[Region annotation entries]
____________________

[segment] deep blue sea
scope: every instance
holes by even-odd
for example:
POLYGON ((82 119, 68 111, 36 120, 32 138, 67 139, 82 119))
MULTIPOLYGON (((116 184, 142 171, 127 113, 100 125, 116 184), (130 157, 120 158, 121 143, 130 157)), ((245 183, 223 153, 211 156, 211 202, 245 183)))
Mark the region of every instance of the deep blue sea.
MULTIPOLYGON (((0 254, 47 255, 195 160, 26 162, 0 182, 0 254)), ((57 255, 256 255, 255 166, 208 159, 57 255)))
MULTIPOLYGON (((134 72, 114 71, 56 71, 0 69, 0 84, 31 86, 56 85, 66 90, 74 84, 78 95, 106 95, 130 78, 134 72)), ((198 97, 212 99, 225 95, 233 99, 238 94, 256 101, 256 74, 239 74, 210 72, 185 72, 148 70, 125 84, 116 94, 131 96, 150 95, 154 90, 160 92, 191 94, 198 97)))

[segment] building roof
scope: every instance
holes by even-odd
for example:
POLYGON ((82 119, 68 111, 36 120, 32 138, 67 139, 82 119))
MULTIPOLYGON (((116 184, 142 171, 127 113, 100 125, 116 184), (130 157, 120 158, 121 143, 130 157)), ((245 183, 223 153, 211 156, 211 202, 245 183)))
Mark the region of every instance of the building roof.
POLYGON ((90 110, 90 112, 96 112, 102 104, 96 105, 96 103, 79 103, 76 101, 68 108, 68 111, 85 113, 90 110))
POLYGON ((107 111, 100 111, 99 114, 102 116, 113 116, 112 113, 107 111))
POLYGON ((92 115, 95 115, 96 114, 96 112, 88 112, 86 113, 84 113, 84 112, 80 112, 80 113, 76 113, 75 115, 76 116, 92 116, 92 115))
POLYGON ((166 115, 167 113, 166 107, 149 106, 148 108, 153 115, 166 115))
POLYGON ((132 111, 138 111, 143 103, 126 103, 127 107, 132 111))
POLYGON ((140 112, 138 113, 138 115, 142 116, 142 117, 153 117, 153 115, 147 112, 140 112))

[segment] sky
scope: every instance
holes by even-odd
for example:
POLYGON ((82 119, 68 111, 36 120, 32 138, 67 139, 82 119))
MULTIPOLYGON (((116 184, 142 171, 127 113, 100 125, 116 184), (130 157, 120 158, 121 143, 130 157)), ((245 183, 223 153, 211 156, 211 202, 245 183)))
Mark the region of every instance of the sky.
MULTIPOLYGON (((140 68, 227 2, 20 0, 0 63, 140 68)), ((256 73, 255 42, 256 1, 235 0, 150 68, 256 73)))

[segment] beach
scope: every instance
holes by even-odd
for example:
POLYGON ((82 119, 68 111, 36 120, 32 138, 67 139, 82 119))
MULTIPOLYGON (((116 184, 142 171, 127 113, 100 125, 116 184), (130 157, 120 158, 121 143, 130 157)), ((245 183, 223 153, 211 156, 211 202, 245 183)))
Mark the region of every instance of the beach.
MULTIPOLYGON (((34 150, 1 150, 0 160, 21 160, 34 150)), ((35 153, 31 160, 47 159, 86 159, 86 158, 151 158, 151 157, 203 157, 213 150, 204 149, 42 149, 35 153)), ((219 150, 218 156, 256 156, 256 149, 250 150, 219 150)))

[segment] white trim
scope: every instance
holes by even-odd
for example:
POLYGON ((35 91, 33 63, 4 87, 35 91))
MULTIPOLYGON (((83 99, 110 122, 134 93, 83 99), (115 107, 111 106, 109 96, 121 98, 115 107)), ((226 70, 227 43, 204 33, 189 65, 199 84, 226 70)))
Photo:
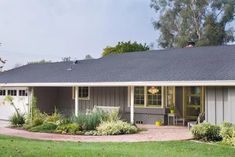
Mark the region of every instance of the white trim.
POLYGON ((141 82, 60 82, 0 83, 0 87, 73 87, 73 86, 235 86, 235 80, 214 81, 141 81, 141 82))
POLYGON ((134 124, 134 86, 131 86, 130 121, 134 124))
POLYGON ((75 87, 75 116, 78 116, 78 87, 75 87))
MULTIPOLYGON (((90 87, 88 87, 88 86, 85 86, 85 87, 88 88, 88 96, 87 97, 79 97, 79 93, 78 93, 78 100, 90 100, 90 87)), ((81 86, 78 87, 78 91, 79 91, 79 88, 81 88, 81 86)))

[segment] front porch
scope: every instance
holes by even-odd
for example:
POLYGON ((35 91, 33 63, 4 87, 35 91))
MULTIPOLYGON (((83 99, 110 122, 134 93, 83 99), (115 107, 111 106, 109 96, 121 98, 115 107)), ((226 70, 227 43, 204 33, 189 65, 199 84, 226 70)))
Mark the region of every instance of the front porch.
POLYGON ((64 115, 87 112, 94 106, 116 106, 122 119, 135 124, 168 124, 169 108, 185 121, 204 112, 204 87, 123 86, 123 87, 34 87, 33 95, 42 112, 56 108, 64 115))

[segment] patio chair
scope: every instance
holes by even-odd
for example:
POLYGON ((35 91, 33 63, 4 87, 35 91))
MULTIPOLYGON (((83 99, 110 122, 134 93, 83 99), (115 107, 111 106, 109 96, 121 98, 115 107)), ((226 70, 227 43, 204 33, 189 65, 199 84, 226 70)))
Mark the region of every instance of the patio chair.
POLYGON ((189 121, 188 122, 188 129, 192 128, 194 125, 200 124, 205 120, 205 112, 201 112, 196 121, 189 121))

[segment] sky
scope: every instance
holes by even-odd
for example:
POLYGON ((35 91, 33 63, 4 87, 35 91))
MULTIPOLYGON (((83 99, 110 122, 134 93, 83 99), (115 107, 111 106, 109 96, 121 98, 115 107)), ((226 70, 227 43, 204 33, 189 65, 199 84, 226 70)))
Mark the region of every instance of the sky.
POLYGON ((0 0, 5 69, 62 57, 101 57, 119 41, 156 44, 150 0, 0 0))

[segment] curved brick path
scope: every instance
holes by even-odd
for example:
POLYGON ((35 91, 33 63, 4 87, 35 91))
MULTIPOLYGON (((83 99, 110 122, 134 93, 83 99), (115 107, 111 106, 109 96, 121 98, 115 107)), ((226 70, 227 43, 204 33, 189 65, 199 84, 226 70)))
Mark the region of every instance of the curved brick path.
MULTIPOLYGON (((1 122, 0 122, 1 123, 1 122)), ((84 136, 84 135, 61 135, 51 133, 33 133, 25 130, 7 128, 0 124, 0 134, 23 137, 37 140, 53 141, 76 141, 76 142, 142 142, 142 141, 171 141, 188 140, 192 136, 187 128, 179 126, 144 125, 139 127, 148 128, 147 131, 132 135, 118 136, 84 136)))

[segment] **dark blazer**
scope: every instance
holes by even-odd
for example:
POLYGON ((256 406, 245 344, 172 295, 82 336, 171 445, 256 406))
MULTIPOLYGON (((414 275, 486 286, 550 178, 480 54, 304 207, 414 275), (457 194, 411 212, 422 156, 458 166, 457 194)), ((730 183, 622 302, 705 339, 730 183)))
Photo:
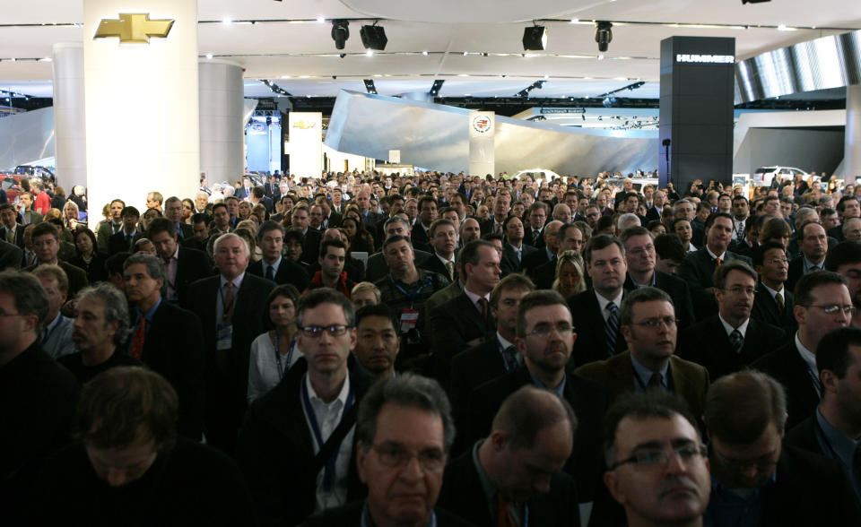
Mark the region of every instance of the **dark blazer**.
POLYGON ((781 327, 787 335, 794 335, 798 329, 798 322, 792 312, 793 305, 792 293, 784 286, 783 313, 778 312, 778 303, 774 300, 774 297, 760 281, 756 288, 756 296, 753 298, 751 318, 781 327))
POLYGON ((750 319, 744 333, 744 346, 736 355, 718 315, 698 322, 679 333, 676 354, 709 370, 711 378, 735 373, 786 341, 778 326, 750 319))
POLYGON ((769 374, 786 388, 787 430, 813 415, 819 405, 819 393, 807 364, 796 347, 795 336, 789 343, 753 362, 751 367, 769 374))
MULTIPOLYGON (((505 398, 521 386, 532 384, 529 370, 521 367, 474 390, 469 399, 469 428, 465 445, 470 445, 486 437, 491 432, 493 417, 505 398)), ((564 471, 577 480, 580 501, 591 501, 596 488, 603 484, 601 421, 607 408, 607 392, 594 381, 568 374, 562 395, 574 409, 578 421, 574 448, 564 471)))
POLYGON ((152 315, 141 361, 164 376, 179 397, 178 432, 199 441, 204 432, 204 333, 195 314, 166 300, 152 315))
POLYGON ((478 307, 465 292, 431 309, 429 320, 434 349, 433 376, 445 388, 448 385, 451 359, 465 351, 469 341, 496 331, 496 320, 492 313, 483 320, 478 307))
MULTIPOLYGON (((693 304, 691 302, 691 289, 688 282, 677 276, 655 271, 655 287, 670 296, 675 307, 675 317, 679 319, 679 328, 693 324, 693 304)), ((625 277, 624 288, 628 291, 636 289, 631 275, 625 277)))
MULTIPOLYGON (((248 272, 263 278, 265 274, 263 271, 263 260, 258 260, 248 265, 248 272)), ((274 281, 278 285, 289 283, 301 293, 310 285, 311 279, 309 278, 304 267, 283 256, 281 259, 281 264, 278 265, 278 271, 275 272, 274 281)))
POLYGON ((215 349, 215 303, 220 301, 220 274, 192 283, 185 307, 197 315, 204 330, 206 439, 210 445, 232 453, 236 431, 245 413, 251 342, 266 330, 265 299, 274 289, 275 282, 245 273, 234 300, 233 346, 227 351, 215 349))
MULTIPOLYGON (((472 446, 463 455, 448 462, 439 491, 440 505, 464 520, 482 527, 496 527, 491 517, 484 488, 473 461, 472 446)), ((526 502, 529 525, 578 527, 580 524, 577 486, 565 472, 551 476, 550 492, 536 493, 526 502)))
MULTIPOLYGON (((261 525, 296 525, 314 512, 317 472, 310 470, 314 445, 300 399, 307 371, 308 363, 300 359, 281 383, 251 404, 239 431, 236 457, 261 525)), ((355 366, 348 375, 358 405, 374 378, 355 366)), ((355 445, 352 452, 348 500, 367 493, 356 471, 355 445)))
MULTIPOLYGON (((624 300, 624 293, 622 293, 624 300)), ((571 353, 572 366, 582 366, 596 360, 607 359, 607 335, 604 333, 604 320, 595 289, 586 289, 568 299, 571 310, 571 319, 577 331, 574 341, 574 351, 571 353)), ((615 353, 622 353, 628 345, 622 332, 616 337, 615 353)), ((631 381, 633 382, 633 381, 631 381)))
MULTIPOLYGON (((302 523, 301 527, 347 527, 361 525, 361 512, 365 506, 365 500, 354 501, 347 505, 323 511, 319 514, 311 516, 302 523)), ((472 523, 452 514, 448 511, 434 507, 437 517, 437 527, 474 527, 472 523)))
MULTIPOLYGON (((625 351, 601 362, 593 362, 574 372, 599 383, 610 393, 611 402, 622 393, 634 391, 634 366, 631 352, 625 351)), ((669 385, 688 402, 693 415, 702 415, 709 391, 709 372, 706 368, 678 357, 670 357, 669 385)))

____________________

**What the task requires:** Change "brick" to "stone" in the entries from the line with "[segment] curved brick path" to the line with "Mark the region of every instance of the curved", and give those lines back with nothing else altered.

**The result:**
[segment] curved stone path
scope: every instance
holes by even-odd
for example:
POLYGON ((35 91, 33 63, 4 87, 35 91))
MULTIPOLYGON (((83 99, 110 122, 134 93, 83 99), (115 107, 111 106, 109 96, 121 98, 115 107)), ((226 70, 227 43, 204 33, 189 65, 199 84, 226 70)))
Mark the region of every instance of the curved stone path.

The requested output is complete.